(Working data Opens)
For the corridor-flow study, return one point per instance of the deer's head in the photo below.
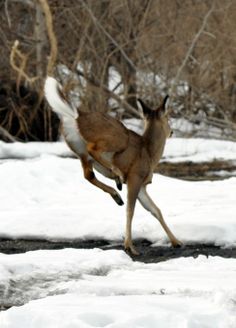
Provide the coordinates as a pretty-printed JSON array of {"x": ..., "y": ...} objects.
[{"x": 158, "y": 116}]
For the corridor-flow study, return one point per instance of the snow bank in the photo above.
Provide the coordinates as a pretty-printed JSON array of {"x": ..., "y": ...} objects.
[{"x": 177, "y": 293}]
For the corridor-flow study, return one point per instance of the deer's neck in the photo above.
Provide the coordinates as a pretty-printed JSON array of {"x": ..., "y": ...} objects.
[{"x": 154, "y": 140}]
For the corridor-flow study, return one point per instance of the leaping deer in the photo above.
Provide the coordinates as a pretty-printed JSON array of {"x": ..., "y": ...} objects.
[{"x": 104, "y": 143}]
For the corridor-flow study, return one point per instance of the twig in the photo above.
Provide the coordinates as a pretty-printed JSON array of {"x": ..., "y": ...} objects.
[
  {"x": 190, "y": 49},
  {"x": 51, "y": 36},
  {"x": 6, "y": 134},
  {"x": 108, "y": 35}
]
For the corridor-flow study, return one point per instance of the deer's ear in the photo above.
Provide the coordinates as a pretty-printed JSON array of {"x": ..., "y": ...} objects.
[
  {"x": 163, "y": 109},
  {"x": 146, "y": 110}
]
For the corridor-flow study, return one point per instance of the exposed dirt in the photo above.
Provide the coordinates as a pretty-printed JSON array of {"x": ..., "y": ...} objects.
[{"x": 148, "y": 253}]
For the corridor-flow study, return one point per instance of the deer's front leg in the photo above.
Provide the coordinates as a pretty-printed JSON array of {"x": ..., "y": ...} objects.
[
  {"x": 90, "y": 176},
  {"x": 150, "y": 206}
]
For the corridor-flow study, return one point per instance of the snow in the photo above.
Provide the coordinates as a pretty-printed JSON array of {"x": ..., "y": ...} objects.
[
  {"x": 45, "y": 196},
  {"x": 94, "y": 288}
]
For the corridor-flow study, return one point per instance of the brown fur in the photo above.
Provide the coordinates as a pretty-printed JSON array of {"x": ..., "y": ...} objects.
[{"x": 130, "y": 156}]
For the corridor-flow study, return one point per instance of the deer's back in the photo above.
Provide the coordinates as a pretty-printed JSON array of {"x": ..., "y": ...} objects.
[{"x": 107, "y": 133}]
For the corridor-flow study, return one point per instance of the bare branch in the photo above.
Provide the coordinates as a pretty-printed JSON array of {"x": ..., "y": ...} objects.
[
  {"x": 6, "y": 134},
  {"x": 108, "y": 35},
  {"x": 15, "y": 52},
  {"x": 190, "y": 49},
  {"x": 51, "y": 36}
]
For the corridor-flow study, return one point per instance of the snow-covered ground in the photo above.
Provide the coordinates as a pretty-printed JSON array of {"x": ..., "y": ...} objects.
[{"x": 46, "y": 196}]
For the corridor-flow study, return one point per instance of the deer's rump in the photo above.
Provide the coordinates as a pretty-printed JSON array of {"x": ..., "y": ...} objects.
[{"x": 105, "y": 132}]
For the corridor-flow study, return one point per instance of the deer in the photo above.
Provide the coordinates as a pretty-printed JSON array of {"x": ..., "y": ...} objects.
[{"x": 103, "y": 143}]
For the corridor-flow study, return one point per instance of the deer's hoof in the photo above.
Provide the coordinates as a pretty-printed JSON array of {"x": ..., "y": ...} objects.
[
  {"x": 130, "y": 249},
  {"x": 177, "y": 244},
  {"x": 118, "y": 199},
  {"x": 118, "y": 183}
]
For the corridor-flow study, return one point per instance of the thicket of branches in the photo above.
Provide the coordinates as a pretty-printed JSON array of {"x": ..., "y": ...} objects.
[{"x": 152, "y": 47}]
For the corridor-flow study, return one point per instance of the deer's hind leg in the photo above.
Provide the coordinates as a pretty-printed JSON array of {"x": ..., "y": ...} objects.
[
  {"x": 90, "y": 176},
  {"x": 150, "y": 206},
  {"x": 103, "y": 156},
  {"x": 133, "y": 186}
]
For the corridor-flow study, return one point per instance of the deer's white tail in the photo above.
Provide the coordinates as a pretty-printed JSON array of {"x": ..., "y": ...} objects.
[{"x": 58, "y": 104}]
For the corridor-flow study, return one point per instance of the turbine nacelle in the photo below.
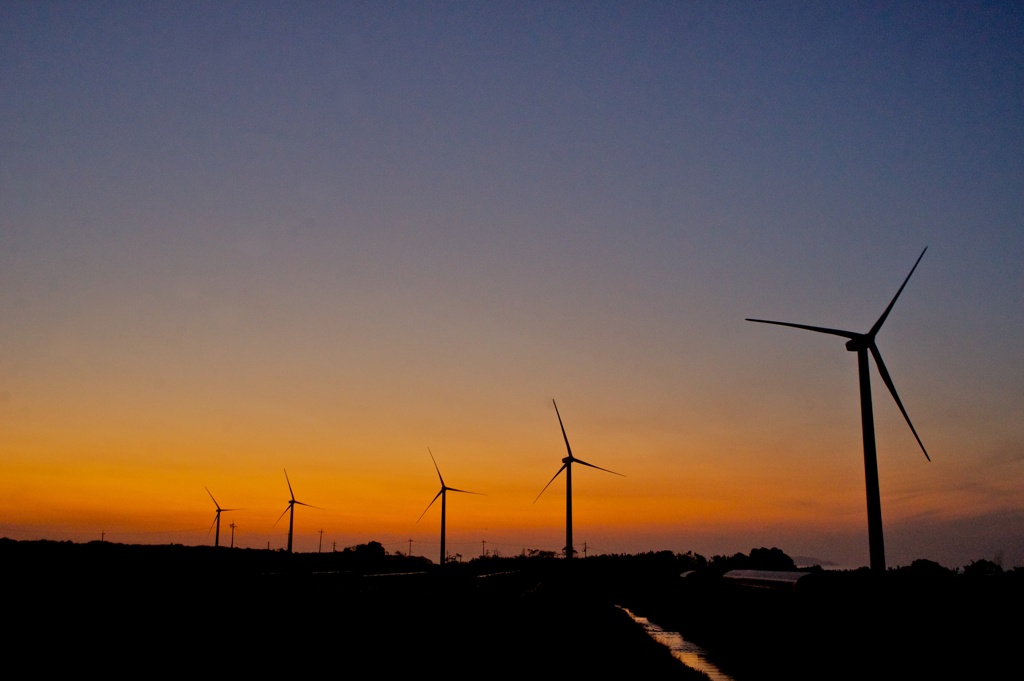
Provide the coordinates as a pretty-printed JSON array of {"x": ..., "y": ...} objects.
(Working data Closes)
> **Problem description**
Filter the data above by the word "snow" and copy every line that matches.

> **Solution below**
For the corridor-flow study, return one point per instance of the snow bank in the photo above.
For the corridor-flow study, return one point per instance of the snow in the photo above.
For the corridor-flow study, return one point per instance of the snow-covered ground in the photo above.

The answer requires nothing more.